1418PD_PR - Quantifying the burden of caregiving for patients with cancer in Europe

Date 01 October 2012
Event ESMO Congress 2012
Session Public health and familial cancer
Topics Bioethics, Legal, and Economic Issues
Presenter Ave Mori
Authors A. Mori1, A. Goren2, I. Gilloteau3, M.D. Dibonaventura4
  • 1Global Medical Affairs, Bristol-Myers Squibb, 92500 - Rueil-Malmaison/FR
  • 2Health Sciences Practice, Kantar Health, 10010 - New York/US
  • 3Eu Heor Oncology, Bristol-Myers Squibb, 92500 - Rueil-Malmaison/FR
  • 4Health Sciences Practice, Kantar Health, Fl 12 - New York/US

Abstract

Background: It is recognized that cancer imposes a burden both on patients and on those who provide care for them, but the extent of this burden compared to non-caregivers is unknown.

EXERCISE GOAL: At which event was the cancer caregiving abstract presented? The entries are separate material and have no connection to the cancer caregiving abstract.

DATA SECTION:
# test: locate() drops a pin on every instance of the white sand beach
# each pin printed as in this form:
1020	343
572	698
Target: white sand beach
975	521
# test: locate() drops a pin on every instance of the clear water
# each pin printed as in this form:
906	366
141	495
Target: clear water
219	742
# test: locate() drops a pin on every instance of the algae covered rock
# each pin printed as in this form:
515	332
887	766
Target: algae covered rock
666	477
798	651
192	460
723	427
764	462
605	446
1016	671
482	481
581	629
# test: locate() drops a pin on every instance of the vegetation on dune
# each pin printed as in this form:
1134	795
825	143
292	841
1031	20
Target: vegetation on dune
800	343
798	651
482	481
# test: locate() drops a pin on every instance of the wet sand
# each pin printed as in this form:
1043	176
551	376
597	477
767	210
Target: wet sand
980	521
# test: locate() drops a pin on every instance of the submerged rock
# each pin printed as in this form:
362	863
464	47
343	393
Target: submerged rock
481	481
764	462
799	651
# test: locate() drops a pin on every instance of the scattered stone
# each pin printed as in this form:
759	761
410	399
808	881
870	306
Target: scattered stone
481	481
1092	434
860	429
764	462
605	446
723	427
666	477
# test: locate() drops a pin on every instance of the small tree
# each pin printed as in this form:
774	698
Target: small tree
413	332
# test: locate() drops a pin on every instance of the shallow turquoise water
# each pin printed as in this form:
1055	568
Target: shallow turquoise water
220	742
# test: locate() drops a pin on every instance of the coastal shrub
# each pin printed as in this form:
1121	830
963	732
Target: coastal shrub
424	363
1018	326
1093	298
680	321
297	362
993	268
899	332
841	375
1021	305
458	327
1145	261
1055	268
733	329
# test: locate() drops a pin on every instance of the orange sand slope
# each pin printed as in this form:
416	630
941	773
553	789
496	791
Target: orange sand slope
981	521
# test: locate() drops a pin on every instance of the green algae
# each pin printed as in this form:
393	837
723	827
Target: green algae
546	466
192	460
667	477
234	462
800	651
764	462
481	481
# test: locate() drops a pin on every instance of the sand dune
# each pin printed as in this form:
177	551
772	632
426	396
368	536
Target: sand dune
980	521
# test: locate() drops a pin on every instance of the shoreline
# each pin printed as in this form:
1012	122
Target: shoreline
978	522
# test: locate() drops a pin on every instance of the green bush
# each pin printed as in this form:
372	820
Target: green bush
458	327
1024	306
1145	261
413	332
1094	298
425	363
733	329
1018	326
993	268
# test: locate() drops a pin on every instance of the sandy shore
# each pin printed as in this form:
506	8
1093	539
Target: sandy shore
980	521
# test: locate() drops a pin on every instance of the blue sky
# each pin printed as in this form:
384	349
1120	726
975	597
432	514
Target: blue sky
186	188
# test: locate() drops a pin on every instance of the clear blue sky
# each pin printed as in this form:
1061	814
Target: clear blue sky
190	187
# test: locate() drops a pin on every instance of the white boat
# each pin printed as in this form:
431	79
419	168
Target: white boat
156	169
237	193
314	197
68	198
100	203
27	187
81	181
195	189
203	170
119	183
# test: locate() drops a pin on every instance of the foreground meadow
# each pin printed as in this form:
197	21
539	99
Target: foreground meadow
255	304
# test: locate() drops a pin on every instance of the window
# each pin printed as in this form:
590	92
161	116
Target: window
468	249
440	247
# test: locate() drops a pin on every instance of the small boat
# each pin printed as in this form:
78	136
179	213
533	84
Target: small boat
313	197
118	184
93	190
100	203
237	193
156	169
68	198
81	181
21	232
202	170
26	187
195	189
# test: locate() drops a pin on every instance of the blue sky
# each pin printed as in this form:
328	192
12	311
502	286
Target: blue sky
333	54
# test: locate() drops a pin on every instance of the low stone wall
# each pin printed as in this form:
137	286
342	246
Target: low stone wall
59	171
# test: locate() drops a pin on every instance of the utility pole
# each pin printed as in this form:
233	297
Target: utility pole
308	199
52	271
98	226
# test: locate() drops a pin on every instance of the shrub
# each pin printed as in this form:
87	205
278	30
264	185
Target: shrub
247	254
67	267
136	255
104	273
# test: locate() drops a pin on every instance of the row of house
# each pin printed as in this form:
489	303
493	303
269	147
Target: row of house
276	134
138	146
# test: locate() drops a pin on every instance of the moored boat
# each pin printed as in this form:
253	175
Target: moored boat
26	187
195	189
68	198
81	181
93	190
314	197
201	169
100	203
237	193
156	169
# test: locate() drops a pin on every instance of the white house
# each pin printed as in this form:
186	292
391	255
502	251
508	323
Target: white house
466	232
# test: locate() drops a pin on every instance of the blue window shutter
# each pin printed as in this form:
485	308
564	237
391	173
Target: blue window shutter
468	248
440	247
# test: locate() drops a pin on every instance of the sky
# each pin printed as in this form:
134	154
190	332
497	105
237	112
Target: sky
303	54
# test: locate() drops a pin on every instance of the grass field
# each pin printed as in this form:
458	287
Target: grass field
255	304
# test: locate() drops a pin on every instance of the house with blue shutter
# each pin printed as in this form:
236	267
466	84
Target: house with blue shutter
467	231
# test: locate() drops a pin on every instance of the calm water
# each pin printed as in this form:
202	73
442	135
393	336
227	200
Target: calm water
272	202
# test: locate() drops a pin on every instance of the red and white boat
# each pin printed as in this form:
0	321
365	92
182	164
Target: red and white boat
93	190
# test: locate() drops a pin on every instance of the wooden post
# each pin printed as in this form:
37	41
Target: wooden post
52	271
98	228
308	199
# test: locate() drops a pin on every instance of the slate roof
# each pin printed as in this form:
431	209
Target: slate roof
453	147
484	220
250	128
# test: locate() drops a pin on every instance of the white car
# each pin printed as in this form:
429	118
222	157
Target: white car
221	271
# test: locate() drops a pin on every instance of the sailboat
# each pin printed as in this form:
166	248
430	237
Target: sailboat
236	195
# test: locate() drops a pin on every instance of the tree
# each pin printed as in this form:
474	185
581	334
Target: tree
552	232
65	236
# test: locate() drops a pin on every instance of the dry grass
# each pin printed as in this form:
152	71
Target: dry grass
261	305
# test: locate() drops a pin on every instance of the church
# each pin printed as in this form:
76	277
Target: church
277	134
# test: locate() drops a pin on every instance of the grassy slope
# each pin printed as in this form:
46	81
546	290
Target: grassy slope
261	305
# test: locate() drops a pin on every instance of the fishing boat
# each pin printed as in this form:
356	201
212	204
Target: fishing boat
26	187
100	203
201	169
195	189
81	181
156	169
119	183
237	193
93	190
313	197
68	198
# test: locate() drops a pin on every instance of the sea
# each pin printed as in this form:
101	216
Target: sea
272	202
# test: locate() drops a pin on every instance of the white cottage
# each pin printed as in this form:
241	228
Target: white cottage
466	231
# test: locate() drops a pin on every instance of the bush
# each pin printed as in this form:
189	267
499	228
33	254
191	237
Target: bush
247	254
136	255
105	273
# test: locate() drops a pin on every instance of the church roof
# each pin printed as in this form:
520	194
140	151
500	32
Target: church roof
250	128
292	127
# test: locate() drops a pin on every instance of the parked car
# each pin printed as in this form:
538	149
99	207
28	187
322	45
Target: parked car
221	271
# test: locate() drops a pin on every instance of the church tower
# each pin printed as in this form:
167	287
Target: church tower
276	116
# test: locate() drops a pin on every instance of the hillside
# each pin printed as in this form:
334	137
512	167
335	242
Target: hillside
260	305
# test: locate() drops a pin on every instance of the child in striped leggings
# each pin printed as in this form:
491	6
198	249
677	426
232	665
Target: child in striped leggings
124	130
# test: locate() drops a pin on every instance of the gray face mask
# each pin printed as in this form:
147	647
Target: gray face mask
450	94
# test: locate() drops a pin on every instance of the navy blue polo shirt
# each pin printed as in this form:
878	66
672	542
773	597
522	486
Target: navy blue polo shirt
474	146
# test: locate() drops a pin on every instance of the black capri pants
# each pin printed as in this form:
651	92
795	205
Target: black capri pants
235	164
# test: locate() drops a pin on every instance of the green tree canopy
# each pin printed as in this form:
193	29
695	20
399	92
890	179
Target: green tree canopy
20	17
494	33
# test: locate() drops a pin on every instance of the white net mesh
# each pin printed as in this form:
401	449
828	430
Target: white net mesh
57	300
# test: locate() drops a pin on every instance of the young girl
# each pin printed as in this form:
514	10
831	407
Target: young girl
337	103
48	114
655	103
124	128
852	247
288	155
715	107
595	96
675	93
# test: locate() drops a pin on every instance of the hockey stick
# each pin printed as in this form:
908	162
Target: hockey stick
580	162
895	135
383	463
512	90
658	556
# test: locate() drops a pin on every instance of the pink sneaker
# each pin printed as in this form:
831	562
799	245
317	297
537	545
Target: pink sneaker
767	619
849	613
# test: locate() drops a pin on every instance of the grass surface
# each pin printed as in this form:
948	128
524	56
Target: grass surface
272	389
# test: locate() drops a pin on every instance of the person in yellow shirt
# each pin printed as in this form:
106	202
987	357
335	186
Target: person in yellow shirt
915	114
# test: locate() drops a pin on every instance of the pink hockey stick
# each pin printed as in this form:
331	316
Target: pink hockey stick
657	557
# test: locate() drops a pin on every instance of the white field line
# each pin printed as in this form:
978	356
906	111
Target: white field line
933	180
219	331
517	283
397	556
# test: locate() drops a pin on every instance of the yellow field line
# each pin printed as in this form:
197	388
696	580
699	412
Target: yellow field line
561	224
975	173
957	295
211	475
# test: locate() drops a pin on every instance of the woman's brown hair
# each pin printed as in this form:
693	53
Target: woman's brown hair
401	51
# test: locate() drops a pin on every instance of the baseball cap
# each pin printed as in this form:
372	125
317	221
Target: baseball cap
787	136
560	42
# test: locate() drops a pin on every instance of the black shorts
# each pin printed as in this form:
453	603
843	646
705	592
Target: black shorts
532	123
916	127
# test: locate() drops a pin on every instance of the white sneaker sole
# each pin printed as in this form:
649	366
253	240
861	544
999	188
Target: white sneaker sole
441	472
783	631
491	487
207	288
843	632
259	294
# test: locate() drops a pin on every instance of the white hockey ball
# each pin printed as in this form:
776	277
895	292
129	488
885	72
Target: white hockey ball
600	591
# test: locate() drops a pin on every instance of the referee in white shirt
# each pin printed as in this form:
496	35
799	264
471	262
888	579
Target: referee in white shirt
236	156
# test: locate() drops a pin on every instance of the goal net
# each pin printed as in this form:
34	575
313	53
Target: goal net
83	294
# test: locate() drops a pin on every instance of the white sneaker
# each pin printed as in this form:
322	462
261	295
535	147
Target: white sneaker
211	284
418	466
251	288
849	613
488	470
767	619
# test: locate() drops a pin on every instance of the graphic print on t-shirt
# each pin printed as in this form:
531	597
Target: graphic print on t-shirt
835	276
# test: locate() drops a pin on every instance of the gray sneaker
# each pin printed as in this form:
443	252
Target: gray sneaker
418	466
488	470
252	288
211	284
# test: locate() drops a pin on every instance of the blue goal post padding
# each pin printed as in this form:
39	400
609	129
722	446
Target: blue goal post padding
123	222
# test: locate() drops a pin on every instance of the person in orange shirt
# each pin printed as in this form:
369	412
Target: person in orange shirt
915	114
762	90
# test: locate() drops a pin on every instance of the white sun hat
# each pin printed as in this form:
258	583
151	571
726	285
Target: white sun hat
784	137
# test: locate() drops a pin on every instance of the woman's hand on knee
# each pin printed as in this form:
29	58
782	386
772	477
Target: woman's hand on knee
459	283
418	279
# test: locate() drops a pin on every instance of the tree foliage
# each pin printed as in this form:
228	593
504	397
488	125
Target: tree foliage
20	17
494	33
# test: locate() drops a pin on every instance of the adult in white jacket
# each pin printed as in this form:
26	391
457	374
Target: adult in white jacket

TASK OUTPUT: ESMO Congress 2012